Document excerpt:
■ ■ ■ ■

Wednesday, September 22, 2010

How Much Is A Soul Going For Now-A-Days?

I ask because I am currently selling mine for around $30K a year plus benefits, and I want to make sure I'm getting a good rate.

Is it wrong that whenever I get home from work that the only thing I want to do is strike people repeatedly in the face with a tack hammer until their cake hole stops moving? I feel like my entire day is spent wondering how I could possibly gone so wrong to end up in such a soul sucking position in life. The company I work for continually and repeatedly does the wrong thing on every level you could imagine. Every one I speak to tells me a different way to do my job, and many of them don't know how to do their job effectively. Whenever I feel like I am not qualified for my job, I am assured that I am doing well, yet every time I do feel like I've done my job well I get informed that it's not good enough.

■ ■ ■ ■

Given information:
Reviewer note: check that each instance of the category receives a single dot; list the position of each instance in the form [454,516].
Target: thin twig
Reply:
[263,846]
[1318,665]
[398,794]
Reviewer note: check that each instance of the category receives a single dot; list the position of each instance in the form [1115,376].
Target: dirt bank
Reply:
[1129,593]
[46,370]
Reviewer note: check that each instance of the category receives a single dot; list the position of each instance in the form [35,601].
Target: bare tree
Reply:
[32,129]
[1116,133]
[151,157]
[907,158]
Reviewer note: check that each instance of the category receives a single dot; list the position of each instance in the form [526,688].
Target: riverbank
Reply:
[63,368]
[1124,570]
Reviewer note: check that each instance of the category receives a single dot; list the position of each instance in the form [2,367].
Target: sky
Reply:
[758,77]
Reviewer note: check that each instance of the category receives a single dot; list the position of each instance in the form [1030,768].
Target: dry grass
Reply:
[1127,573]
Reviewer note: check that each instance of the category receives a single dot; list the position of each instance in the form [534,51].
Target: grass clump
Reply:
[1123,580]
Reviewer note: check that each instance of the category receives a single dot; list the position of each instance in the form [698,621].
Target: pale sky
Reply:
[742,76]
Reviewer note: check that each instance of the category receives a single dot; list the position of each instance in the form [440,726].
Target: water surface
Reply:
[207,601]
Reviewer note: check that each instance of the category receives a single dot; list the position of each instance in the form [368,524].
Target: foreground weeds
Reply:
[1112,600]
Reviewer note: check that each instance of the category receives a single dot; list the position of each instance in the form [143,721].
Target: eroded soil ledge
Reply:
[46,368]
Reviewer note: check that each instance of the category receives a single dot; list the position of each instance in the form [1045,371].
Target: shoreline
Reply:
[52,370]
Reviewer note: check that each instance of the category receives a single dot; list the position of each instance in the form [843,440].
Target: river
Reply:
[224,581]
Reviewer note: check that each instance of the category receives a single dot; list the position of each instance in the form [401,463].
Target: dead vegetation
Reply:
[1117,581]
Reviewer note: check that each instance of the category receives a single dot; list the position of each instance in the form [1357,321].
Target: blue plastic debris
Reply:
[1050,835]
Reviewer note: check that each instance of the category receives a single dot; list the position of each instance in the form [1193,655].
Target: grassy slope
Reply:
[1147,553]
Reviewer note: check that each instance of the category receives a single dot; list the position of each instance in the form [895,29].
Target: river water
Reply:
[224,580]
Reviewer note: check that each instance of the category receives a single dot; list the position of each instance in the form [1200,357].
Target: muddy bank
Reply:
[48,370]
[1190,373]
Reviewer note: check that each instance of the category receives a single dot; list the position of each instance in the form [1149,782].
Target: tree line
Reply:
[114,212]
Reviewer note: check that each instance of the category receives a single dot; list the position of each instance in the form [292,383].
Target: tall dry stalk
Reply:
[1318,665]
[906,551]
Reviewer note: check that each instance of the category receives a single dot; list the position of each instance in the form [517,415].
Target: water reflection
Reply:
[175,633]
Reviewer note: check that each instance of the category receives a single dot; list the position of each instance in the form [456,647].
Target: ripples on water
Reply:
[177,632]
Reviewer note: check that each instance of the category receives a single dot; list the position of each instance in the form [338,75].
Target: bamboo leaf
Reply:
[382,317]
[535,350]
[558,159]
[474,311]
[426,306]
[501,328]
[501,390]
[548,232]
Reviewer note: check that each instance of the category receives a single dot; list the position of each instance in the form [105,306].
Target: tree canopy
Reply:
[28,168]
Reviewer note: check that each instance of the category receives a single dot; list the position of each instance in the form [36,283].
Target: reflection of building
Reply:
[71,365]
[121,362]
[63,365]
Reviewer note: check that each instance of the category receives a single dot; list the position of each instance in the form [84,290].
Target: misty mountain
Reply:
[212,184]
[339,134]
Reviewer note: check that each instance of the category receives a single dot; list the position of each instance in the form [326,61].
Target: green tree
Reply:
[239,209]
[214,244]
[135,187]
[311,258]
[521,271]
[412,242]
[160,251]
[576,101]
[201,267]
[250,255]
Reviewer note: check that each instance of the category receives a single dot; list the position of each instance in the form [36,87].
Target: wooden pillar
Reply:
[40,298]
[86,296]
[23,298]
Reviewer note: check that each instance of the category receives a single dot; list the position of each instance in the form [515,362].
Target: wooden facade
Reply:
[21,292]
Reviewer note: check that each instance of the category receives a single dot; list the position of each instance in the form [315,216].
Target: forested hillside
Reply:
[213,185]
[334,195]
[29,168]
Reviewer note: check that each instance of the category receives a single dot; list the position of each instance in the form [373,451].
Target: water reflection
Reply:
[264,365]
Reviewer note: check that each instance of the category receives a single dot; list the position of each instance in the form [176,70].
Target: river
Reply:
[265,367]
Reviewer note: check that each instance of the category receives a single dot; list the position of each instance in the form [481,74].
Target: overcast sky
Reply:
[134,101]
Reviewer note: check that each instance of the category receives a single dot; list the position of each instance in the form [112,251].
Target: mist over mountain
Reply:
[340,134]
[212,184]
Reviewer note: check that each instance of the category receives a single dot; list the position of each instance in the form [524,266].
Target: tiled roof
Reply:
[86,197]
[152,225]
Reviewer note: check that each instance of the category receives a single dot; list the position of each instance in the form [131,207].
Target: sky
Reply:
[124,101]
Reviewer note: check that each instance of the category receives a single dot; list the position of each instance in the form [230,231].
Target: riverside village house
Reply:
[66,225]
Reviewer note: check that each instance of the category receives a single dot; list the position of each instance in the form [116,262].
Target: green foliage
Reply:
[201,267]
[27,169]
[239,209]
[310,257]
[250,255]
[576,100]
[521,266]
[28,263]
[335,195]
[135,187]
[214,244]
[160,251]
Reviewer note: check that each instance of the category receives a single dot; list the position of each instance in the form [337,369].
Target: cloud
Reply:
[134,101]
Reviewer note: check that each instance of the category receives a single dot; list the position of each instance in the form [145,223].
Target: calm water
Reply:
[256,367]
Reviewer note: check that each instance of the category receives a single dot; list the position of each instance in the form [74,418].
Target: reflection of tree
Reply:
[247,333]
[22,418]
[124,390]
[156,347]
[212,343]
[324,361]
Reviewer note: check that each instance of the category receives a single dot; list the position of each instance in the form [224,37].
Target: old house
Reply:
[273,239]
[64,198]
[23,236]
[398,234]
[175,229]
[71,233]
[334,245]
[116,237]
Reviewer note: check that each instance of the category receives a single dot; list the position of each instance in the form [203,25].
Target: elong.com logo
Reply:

■ ■ ■ ■

What you will do:
[1] Decide whether each statement agrees with the blog post about selling a soul. Answer yes or no for each, quoting the words of the post that settle it.
(a) The writer earns around $30K a year plus benefits.
(b) Everyone the writer speaks to gives the same advice on how to do the job.
(c) When the writer feels the job was done well, the writer is told it is not good enough.
[2] Report every line of the listing that contains the string "mountain".
The blog post and the listing are unrelated to each other.

Answers to the exercises:
[1]
(a) Yes: "I am currently selling mine for around $30K a year plus benefits"
(b) No: "Every one I speak to tells me a different way to do my job"
(c) Yes: "every time I do feel like I've done my job well I get informed that it's not good enough"

[2]
Target: misty mountain
Target: mist over mountain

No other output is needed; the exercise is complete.